* [Task brief]: Rewrite these lines with "glossy brown seed" swapped for "shiny dark pebble" and everything else left as it is, omitting the pictures.

* [Records supplied]:
Start
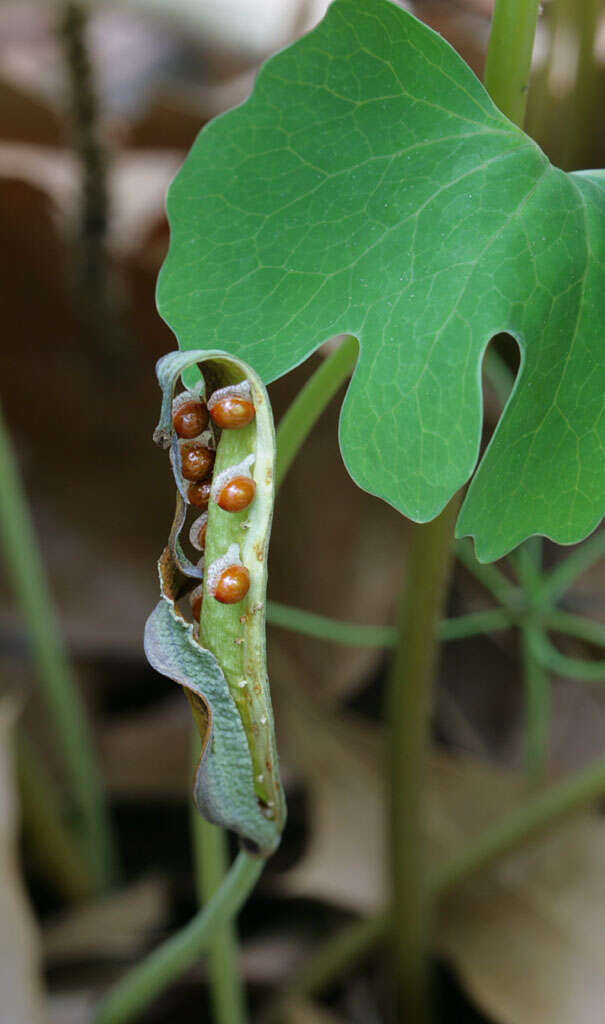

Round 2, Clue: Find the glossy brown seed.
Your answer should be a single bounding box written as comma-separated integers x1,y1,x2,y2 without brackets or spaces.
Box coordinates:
193,519,208,551
187,480,212,509
214,565,250,604
210,394,254,430
180,441,214,481
216,476,256,512
172,398,208,437
189,587,204,623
End
* [Expected output]:
Round 2, Clue: Find the shiny dark pebble.
Your answer should be a single bounding box written as comma-separated integers x1,y1,x2,y2 without brackets or spaces.
Box coordinates:
193,519,208,551
187,480,212,509
214,565,250,604
210,394,254,430
180,441,214,481
216,476,256,512
172,398,208,437
189,587,204,623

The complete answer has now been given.